== TEXT FOR ANALYSIS ==
'''

The Fusion finished the regular season with a 24–16 record and claimed the sixth seed in the 2018 Overwatch League playoffs. After wins over the Boston Uprising and New York Excelsior, the Fusion advanced to the 2018 Grand Finals, where they faced the London Spitfire. Prior to the Grand Finals, Carpe had the highest player rating among all damage players, was the second-best Widowmaker among all players with at least two hours of play, and had the second-highest elimination participation percentage at 28% throughout the entire season. Throughout the playoffs, he had the 13th-highest average damage per 10 minutes at 6,706 and his participation in 28% of his team's eliminations was the highest among all playoff players. In the best-of-three-match series, Carpe was held down a majority of the time, as the Fusion lost both matches, 1–3 and 0–3.

'''

== PROBLEM DESCRIPTION ==
Answer these questions from the passage about the Fusion's 2018 season:
1. What record did the Fusion finish the regular season with?
2. Which team did the Fusion face in the 2018 Grand Finals?
3. What was Carpe's average damage per 10 minutes throughout the playoffs?

== SUPPLIED RECORDS ==
'''

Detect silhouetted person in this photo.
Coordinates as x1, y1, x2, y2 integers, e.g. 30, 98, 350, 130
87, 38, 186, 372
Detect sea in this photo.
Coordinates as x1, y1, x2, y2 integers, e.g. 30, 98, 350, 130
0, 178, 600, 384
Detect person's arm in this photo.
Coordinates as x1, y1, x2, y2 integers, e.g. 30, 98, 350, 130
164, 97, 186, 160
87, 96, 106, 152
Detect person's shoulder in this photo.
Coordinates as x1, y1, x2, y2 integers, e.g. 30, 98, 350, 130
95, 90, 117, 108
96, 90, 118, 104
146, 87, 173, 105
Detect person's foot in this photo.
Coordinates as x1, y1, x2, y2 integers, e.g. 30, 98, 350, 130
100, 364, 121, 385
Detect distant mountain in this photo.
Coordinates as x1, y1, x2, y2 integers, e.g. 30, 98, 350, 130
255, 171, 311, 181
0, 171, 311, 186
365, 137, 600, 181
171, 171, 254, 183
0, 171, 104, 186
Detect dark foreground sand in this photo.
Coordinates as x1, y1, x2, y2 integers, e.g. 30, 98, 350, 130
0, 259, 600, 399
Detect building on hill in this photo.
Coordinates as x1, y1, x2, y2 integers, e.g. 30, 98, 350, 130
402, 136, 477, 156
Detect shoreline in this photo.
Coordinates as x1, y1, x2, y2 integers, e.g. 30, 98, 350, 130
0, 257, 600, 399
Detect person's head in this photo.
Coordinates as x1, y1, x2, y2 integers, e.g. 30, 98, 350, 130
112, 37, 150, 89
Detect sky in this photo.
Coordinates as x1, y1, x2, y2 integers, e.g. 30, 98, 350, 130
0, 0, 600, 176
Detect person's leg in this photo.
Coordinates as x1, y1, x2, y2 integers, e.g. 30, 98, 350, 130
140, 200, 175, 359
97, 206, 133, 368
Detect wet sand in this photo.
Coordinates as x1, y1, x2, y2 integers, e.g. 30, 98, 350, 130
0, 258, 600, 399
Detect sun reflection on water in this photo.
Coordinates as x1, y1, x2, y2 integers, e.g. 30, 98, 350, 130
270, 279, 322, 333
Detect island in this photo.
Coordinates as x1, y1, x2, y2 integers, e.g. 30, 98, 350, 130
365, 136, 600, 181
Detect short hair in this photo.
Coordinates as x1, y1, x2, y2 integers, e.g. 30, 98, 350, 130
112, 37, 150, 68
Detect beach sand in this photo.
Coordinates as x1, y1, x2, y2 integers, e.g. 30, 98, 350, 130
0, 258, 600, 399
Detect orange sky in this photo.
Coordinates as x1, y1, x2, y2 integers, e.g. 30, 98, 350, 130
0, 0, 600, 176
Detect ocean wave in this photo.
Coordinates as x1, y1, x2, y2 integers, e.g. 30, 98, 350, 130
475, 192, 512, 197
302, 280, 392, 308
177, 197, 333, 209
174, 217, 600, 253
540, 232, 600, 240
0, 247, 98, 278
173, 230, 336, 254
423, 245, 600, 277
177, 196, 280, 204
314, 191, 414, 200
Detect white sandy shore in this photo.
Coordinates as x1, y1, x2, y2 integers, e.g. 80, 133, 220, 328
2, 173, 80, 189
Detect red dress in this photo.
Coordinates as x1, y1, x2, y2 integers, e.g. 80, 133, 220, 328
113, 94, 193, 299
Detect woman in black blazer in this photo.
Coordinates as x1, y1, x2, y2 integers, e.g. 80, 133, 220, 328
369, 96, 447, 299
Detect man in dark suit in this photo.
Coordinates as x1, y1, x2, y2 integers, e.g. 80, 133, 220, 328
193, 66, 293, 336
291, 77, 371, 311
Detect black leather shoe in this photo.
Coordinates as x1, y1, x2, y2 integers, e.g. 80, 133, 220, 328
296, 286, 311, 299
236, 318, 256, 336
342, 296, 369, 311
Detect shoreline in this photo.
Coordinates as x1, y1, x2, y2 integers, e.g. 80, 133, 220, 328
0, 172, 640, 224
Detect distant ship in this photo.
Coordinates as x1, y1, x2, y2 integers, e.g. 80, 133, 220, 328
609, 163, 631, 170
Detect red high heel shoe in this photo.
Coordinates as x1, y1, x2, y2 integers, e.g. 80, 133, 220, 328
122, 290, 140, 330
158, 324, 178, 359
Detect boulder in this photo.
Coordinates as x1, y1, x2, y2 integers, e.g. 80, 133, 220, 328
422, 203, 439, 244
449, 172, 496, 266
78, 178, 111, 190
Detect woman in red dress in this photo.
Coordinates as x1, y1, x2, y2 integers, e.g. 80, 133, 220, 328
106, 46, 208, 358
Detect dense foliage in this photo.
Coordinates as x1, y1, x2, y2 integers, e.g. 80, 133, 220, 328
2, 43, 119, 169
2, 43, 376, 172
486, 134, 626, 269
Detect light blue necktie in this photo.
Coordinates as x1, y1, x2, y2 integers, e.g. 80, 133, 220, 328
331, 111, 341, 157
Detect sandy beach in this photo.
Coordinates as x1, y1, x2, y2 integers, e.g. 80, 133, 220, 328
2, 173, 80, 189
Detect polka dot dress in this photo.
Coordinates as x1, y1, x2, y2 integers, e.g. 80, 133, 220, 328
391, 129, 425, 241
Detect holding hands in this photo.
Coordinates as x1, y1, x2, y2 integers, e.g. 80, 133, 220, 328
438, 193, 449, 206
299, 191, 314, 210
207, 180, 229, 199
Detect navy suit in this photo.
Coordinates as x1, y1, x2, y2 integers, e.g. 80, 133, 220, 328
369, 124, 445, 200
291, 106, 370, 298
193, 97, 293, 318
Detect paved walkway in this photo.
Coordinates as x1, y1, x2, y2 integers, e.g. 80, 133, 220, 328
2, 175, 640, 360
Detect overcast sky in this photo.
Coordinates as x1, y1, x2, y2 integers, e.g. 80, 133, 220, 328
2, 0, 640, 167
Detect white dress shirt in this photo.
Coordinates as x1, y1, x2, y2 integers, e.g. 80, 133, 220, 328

'''

== PROBLEM SOLUTION ==
1. 24–16
2. The London Spitfire
3. 6,706